#### [REQUIREMENT]
Put every line of the data from the one containing "windshield --coords pixels" through the end, inclusive, into a numbered list, leaving out blank lines.

#### [DATA FOR THE TASK]
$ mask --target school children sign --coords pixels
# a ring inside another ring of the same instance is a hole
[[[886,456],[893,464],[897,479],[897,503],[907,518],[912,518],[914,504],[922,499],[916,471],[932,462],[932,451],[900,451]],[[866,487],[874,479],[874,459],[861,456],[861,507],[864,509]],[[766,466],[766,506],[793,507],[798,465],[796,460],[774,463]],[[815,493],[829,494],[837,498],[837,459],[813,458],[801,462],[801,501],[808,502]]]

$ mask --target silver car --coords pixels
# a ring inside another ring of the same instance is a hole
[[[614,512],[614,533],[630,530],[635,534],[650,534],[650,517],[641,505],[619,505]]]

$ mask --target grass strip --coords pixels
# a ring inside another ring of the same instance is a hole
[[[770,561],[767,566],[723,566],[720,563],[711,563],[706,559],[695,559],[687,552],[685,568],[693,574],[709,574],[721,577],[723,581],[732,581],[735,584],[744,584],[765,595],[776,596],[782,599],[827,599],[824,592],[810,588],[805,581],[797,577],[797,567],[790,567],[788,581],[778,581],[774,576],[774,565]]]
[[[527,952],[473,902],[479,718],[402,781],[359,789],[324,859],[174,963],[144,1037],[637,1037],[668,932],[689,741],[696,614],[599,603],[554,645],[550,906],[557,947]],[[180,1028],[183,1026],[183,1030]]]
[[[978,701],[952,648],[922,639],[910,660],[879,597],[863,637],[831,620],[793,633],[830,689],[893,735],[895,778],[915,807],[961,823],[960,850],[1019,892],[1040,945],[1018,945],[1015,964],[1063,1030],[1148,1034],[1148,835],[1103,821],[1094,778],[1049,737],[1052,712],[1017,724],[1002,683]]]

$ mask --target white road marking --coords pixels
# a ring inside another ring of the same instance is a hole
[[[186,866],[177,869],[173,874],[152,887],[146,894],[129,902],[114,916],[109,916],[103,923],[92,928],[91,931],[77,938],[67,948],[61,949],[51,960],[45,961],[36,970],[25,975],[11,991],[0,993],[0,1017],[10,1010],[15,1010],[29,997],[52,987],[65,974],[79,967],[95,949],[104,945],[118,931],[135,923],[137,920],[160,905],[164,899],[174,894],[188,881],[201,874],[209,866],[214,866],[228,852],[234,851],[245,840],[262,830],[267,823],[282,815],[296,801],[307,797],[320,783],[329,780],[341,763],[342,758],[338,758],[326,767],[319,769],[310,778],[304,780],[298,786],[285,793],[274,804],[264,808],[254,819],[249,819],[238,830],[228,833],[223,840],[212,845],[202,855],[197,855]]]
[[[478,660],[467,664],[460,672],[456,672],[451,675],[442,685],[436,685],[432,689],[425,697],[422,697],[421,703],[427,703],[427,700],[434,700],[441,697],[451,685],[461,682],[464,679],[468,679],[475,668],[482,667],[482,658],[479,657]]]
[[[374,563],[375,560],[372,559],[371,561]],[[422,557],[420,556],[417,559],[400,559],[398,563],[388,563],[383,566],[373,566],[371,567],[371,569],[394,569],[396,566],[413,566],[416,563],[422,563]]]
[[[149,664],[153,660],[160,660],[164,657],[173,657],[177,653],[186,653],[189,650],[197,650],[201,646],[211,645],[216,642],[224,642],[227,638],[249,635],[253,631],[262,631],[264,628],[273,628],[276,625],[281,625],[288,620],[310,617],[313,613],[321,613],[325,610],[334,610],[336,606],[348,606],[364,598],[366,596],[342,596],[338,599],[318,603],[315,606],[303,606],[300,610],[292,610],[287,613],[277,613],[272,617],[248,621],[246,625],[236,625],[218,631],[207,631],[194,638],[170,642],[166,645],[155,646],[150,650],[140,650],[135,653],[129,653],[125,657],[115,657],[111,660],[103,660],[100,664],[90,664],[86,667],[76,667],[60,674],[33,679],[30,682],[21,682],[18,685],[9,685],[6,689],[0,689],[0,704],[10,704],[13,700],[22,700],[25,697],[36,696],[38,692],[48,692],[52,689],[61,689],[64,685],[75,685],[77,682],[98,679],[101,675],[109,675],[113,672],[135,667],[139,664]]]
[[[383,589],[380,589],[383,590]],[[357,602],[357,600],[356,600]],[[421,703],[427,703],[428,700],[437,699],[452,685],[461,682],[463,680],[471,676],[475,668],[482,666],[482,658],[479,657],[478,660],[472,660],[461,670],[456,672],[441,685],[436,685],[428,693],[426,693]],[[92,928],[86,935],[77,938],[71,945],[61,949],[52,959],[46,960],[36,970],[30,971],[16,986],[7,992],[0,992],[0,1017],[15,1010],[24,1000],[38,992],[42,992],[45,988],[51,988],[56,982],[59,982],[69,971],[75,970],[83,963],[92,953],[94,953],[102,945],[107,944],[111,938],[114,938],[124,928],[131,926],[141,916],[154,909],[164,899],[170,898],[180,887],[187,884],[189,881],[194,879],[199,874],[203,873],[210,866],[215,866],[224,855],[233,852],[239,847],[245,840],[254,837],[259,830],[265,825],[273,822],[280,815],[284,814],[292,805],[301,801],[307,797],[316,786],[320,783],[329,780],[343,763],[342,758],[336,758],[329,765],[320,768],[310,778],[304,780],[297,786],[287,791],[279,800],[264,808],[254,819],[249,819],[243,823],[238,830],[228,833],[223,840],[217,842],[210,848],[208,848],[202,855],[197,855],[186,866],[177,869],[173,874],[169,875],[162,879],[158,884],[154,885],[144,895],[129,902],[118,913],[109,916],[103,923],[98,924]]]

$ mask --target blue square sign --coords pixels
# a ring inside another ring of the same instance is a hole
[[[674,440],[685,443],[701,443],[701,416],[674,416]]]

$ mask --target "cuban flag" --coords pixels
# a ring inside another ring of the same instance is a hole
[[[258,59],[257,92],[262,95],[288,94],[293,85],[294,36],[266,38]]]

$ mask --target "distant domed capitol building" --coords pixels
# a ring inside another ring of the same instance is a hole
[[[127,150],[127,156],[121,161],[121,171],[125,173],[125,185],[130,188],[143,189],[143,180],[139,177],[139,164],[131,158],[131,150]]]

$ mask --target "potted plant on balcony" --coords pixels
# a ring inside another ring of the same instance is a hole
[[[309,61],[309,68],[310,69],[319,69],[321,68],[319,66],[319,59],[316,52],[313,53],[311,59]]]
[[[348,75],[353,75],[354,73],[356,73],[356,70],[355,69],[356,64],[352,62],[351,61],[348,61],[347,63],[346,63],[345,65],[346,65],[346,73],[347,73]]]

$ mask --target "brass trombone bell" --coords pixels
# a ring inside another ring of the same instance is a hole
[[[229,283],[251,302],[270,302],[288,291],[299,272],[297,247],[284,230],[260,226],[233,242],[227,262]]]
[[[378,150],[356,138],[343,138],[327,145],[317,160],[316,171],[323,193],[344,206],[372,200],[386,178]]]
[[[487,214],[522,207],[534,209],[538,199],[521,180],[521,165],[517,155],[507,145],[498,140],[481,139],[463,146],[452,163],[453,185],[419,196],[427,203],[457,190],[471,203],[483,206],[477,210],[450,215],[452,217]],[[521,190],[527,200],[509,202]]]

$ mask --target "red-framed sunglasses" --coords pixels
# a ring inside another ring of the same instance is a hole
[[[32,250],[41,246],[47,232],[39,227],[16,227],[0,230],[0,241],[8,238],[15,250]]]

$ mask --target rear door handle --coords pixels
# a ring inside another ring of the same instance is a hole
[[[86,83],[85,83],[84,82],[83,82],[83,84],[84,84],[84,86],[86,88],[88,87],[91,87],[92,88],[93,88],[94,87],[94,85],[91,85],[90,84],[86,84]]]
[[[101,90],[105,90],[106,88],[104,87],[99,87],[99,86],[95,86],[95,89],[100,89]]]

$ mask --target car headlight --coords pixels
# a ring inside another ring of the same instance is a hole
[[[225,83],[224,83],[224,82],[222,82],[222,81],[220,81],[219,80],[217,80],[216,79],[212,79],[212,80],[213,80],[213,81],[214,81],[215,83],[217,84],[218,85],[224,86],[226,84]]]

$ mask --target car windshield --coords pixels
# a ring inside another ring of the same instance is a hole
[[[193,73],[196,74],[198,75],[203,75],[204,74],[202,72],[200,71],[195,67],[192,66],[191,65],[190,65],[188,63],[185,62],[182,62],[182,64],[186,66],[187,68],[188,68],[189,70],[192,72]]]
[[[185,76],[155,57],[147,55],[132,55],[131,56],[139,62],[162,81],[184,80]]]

#### [FULL SOLUTION]
1. $ mask --target car windshield --coords pixels
2. # a ring inside another ring of the same instance is a hole
3. [[[193,73],[196,74],[198,75],[203,75],[204,74],[202,72],[200,71],[195,67],[192,66],[191,65],[190,65],[188,63],[185,62],[182,62],[182,64],[186,66],[187,68],[188,68],[189,70],[192,72]]]
4. [[[185,76],[155,57],[147,55],[132,55],[131,56],[139,62],[162,81],[184,80]]]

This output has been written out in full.